RECORD LIST:

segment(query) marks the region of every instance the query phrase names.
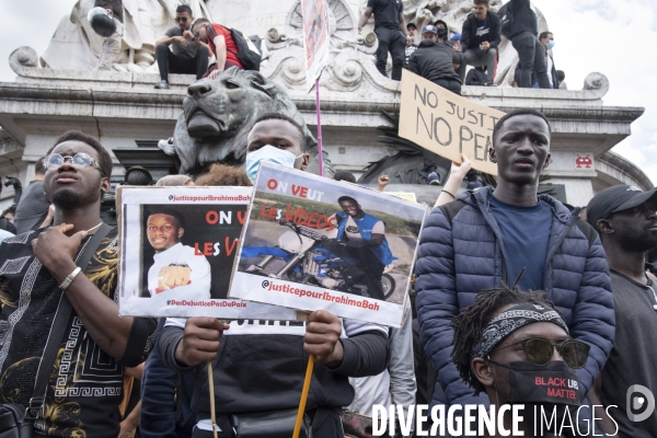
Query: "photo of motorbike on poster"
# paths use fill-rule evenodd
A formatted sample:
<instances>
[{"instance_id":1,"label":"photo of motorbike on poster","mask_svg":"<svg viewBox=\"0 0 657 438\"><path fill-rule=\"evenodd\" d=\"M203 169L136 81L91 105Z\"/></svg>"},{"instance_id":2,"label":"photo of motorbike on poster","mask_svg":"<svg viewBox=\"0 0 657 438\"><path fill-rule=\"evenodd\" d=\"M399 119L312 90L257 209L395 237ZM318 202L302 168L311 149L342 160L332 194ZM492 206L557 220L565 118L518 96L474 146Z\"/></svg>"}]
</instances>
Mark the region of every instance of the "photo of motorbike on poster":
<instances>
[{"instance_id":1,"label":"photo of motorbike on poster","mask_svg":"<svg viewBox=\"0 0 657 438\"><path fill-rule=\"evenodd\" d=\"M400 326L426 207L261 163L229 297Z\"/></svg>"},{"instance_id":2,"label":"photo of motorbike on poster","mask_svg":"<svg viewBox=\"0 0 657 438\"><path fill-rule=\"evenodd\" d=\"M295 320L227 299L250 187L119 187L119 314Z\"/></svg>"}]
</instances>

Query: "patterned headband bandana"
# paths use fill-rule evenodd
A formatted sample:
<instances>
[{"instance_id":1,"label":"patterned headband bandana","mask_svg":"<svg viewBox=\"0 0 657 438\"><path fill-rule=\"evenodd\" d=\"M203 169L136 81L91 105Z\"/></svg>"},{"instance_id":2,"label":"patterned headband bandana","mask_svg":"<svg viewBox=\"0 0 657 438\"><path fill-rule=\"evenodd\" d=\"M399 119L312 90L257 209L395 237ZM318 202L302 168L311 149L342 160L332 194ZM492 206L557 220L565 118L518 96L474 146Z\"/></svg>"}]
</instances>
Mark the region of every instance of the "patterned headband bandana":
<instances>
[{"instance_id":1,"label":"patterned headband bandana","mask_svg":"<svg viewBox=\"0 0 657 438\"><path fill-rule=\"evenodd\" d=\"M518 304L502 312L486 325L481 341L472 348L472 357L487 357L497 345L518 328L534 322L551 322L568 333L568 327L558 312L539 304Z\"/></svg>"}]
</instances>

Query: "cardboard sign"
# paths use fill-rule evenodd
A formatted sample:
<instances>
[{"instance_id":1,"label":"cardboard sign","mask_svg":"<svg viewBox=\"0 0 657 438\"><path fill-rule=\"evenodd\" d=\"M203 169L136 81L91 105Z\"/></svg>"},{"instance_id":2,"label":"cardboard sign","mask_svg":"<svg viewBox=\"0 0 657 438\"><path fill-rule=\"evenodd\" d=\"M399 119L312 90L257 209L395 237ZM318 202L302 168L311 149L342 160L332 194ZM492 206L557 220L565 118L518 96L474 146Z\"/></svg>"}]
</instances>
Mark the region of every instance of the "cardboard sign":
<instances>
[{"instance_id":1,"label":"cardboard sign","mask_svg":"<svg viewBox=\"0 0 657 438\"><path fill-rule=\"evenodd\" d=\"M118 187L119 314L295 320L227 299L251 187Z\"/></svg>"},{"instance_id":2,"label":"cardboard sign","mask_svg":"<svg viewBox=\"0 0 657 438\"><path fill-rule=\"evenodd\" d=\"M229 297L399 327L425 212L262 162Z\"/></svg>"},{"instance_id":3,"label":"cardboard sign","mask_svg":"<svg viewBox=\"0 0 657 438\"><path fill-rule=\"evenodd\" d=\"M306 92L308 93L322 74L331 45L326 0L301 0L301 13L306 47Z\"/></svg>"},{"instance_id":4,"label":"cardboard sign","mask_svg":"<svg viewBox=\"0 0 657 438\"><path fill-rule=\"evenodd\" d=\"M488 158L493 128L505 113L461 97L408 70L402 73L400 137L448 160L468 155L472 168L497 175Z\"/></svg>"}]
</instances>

WHAT IS REQUIRED: Gather every line of the records above that contains the string "region", paying attention to case, and copy each line as it appears.

FINAL ANSWER:
segment(query) marks the region of every instance the query phrase names.
Mark the region of every instance of the "photo of motorbike on poster":
Mark the region of every instance of the "patterned headband bandana":
Mark the region of every instance of the "cardboard sign":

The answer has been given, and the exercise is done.